* TASK BRIEF
Copy the material below word for word, from its first line down to and including the line with "What to detect: small leaf".

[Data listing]
====================
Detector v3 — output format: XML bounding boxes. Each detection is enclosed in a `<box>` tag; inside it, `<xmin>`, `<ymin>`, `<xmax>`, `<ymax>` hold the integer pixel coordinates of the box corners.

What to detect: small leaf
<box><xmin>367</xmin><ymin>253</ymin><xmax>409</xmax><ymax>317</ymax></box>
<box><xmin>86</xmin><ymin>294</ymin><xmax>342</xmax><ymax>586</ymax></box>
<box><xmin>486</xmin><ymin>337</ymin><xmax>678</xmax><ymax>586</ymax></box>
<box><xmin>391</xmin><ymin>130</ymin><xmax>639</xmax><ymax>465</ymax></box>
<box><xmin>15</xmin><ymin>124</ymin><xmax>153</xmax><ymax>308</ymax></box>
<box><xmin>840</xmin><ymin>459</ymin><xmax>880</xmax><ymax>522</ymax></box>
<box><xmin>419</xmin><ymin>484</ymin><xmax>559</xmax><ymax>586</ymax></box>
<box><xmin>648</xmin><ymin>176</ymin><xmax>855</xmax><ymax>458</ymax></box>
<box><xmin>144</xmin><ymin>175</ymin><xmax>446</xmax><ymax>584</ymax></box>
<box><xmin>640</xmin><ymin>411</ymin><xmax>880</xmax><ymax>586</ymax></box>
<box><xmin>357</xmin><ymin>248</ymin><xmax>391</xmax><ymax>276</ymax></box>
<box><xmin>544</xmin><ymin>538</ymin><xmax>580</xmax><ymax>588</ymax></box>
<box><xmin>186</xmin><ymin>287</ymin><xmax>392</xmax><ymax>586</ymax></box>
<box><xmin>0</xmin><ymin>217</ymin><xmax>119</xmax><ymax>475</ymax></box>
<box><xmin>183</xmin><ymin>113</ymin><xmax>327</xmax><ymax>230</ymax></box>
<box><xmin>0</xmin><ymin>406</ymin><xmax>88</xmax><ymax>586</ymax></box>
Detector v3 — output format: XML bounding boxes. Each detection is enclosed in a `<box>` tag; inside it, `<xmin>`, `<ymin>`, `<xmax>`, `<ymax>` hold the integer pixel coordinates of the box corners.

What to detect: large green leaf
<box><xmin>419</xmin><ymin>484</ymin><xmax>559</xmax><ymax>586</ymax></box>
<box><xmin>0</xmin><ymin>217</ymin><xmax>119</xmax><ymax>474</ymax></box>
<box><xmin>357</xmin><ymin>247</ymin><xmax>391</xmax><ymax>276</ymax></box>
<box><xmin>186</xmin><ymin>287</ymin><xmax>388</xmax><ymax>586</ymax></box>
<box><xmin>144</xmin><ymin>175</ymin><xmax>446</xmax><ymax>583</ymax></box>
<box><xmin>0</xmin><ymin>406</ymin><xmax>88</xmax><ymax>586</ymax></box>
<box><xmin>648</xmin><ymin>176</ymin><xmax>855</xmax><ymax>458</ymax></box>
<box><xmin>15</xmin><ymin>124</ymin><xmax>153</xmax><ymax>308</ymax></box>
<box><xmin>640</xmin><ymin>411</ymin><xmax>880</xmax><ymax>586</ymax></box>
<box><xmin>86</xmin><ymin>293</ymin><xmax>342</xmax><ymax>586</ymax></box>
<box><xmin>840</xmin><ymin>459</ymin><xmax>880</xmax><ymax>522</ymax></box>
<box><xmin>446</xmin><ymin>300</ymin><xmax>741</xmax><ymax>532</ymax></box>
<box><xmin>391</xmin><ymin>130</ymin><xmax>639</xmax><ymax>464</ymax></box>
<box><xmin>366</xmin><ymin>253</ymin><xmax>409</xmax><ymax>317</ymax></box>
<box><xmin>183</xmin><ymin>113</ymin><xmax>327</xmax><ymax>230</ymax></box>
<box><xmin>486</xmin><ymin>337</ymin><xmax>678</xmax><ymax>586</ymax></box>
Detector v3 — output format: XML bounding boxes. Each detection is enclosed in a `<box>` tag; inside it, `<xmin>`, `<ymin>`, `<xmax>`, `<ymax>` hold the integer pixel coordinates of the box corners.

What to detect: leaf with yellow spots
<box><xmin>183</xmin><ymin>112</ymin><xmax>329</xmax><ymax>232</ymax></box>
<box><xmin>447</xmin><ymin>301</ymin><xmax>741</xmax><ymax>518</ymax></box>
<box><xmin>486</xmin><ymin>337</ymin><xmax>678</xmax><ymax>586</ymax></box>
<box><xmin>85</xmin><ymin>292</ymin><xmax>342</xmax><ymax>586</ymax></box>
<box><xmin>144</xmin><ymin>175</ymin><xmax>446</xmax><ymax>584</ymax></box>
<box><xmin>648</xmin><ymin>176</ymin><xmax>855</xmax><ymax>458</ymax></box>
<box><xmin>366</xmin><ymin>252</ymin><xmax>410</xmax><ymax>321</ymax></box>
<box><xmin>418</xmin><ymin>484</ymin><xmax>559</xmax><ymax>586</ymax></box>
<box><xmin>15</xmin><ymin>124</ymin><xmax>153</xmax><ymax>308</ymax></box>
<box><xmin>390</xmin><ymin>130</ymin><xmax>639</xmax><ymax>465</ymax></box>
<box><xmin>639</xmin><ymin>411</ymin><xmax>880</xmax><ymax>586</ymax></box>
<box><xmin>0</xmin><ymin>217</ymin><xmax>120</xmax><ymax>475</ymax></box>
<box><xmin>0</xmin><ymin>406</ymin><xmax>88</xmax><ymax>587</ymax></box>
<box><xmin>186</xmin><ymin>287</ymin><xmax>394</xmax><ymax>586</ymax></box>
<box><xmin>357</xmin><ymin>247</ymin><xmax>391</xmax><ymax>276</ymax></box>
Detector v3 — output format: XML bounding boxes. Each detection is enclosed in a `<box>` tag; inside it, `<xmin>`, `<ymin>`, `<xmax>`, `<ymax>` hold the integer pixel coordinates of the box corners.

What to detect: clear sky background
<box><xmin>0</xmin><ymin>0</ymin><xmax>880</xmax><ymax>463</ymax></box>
====================
* TASK RESULT
Detector v3 — output format: XML bounding boxes. Each detection is enclosed in a `<box>` tag; inside it, `<xmin>`, `<ymin>`, `<xmax>`, `<ymax>` hold the integer pixel coordinates of the box corners.

What to detect: small leaf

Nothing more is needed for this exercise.